◆ **OBJECTIVE**: List every line in the items below that contains the string "flower", copying each one in full. Matches must have the same case.

───── STORED DATA ─────

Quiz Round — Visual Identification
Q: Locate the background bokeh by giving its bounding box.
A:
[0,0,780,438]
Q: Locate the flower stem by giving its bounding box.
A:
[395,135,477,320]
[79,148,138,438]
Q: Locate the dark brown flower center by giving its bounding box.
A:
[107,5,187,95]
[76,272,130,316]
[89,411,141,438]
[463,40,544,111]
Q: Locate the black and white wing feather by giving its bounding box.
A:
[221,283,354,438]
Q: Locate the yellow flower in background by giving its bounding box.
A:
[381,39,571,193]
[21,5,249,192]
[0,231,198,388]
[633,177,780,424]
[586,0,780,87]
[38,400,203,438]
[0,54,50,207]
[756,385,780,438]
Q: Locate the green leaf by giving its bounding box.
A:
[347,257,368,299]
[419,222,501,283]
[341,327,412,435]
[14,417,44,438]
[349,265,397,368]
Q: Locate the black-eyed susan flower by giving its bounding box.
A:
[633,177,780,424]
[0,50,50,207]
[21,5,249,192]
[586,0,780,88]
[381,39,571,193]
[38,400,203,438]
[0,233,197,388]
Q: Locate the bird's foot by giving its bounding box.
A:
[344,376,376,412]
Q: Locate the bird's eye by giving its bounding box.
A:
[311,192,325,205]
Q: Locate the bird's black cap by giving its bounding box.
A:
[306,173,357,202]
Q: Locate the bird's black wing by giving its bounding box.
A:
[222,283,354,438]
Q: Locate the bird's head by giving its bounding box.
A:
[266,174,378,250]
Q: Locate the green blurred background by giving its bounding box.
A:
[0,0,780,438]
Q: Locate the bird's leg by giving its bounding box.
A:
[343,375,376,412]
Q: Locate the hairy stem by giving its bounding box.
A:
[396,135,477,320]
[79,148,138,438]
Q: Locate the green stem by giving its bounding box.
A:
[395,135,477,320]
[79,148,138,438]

─────
───── STORED DATA ─────

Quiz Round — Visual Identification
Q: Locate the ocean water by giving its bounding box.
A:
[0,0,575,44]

─────

◆ **FULL RESPONSE**:
Q: Locate the flower stem by giving its bounding box.
Q: Locate the dark brown flower center by giving its bounding box.
Q: Locate the yellow flower in background by giving its bounding box.
Q: Locate the black-eyed susan flower by giving its bounding box.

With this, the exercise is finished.